# [Exercise aim]
Copy the lines from the one with "Tag the woman" up to and including the one with "<point>383,142</point>", replacing "building roof" with "rooftop" and changing nothing else. Give only those lines.

# [Supplied material]

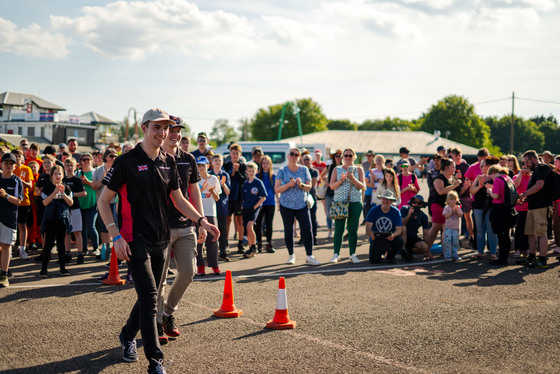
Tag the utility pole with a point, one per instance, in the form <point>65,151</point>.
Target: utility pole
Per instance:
<point>512,124</point>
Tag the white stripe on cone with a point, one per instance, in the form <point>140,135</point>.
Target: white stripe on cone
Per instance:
<point>282,300</point>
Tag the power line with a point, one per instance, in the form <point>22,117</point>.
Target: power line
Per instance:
<point>538,100</point>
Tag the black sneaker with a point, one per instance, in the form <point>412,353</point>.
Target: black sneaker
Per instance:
<point>538,264</point>
<point>527,261</point>
<point>249,253</point>
<point>162,338</point>
<point>130,354</point>
<point>64,272</point>
<point>169,326</point>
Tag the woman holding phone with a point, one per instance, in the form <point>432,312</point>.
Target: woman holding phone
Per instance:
<point>348,181</point>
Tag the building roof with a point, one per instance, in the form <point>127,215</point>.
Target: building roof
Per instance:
<point>20,99</point>
<point>96,118</point>
<point>383,142</point>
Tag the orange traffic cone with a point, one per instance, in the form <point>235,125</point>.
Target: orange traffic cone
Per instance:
<point>114,278</point>
<point>281,320</point>
<point>228,309</point>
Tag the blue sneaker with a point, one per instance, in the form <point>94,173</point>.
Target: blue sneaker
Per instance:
<point>130,354</point>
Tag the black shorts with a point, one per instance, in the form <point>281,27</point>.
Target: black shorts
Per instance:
<point>234,207</point>
<point>249,214</point>
<point>23,213</point>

# [Reply to the task]
Tag the woman holding phone with a point, one per instance, in the form <point>432,312</point>.
Target: woman holding phone
Per instance:
<point>348,181</point>
Tag the rooftop with a point, one per instance, in the form <point>127,215</point>.
Target: rooftop
Per instance:
<point>20,99</point>
<point>96,118</point>
<point>383,142</point>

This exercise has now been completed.